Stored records

####

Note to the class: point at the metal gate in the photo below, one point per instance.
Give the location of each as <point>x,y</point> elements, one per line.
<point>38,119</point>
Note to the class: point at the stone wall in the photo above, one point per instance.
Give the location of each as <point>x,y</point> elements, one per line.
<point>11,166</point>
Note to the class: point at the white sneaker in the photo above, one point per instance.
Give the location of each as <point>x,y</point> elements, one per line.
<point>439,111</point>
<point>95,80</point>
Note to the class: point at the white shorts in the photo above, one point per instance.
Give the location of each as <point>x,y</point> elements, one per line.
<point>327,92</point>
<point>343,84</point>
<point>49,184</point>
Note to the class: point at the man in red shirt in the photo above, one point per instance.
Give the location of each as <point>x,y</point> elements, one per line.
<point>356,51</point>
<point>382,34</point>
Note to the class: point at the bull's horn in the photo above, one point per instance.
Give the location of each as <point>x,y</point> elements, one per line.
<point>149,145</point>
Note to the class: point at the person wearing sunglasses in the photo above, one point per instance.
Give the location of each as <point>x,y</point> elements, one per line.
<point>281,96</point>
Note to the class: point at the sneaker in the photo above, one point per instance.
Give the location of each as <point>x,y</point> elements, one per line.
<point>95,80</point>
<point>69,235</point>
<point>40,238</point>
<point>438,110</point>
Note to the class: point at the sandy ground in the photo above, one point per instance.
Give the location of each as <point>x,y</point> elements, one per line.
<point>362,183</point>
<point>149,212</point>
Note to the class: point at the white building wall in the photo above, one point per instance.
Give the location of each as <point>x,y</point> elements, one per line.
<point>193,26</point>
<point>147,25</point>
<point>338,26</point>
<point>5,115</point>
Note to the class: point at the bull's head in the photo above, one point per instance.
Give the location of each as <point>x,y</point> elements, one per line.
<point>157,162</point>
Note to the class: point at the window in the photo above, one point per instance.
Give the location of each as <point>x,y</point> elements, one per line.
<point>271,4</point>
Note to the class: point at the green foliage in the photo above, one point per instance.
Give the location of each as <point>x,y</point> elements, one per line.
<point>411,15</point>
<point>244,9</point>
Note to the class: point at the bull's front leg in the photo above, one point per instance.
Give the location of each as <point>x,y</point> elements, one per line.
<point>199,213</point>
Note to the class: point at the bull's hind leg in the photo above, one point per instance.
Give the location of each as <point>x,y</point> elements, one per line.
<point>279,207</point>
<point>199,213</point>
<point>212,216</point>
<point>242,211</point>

####

**CHALLENGE:** Please output everything in the material above from the line containing "Note to the class: point at the sandy" down to the line containing "<point>271,4</point>", both included, repeating each line unchanged.

**RESPONSE BELOW:**
Note to the class: point at the sandy ground in the photo above, one point per instance.
Give the location of each as <point>x,y</point> elements, one per line.
<point>362,183</point>
<point>149,212</point>
Note to the class: point at the white building wall in the photo above, one point per instance.
Give the location of each as <point>x,y</point> elements, one per line.
<point>193,26</point>
<point>147,25</point>
<point>338,26</point>
<point>5,115</point>
Note to the class: point at the bull's head in the photo above, one point per instance.
Give the location of each as <point>x,y</point> elements, one per line.
<point>157,162</point>
Note to the class: point at the window in the photo above, one point per instance.
Give the location of each as <point>x,y</point> elements, one per line.
<point>271,4</point>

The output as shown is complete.